◆ Extracted text
--------------------------------
It is very human to want to help someone, particularly someone you care about, when you see them stressed out or in pain. It is also very human to seek validation for your own experiences. Can you recall a time you needed to be heard, and someone told you what you “should” do instead? Not very helpful, huh?
As illustrated in the short video below, we can use empathy to be present for others during their struggles as to not fall into “fixing” mode- although well-intentioned, unless your thoughts and advice are requested, you should avoid giving them as to not alienate the person opening up to you, because advice may not be what they are seeking, or what they feel they need right then. Do not assume what they may need- ask them how you can help them in the moment to support their feelings, not to fix the issue.
Be an active listener, seeking the message being sent to you, instead of thinking of what you want to say next. You can reflect to the speaker that you heard them by repeating back in your words what they said, asking for clarification, and even just saying things like, “wow, that sounds rough,” and “what a difficult day you had.” Doing so illustrates that you represent a safe space where the speaker can open up, instead of a person who may be judging or not understanding them. You can also ask open ended questions, such as, “what happened next?” and “how did that make you feel?” These invite the speaker to fully express their feelings, and helps you truly hear them.
--------------------------------
◆ Source material
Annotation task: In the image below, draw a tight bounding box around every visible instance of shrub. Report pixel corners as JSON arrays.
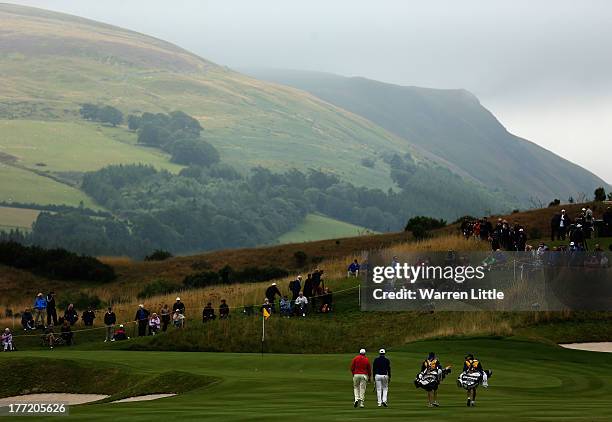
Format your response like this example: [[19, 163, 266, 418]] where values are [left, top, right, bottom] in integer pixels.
[[145, 249, 173, 261], [58, 292, 103, 310], [138, 280, 181, 299], [0, 242, 116, 282]]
--------------------------------
Can you summarize the passage on empathetic listening in two sentences?

◆ Reply
Instead of slipping into "fixing" mode with unrequested advice, you can use empathy to be present for someone who is struggling and ask how you can support their feelings in the moment. Active listening means seeking the speaker's message, reflecting back what you heard, and asking open-ended questions, which shows you are a safe space and invites them to fully express their feelings.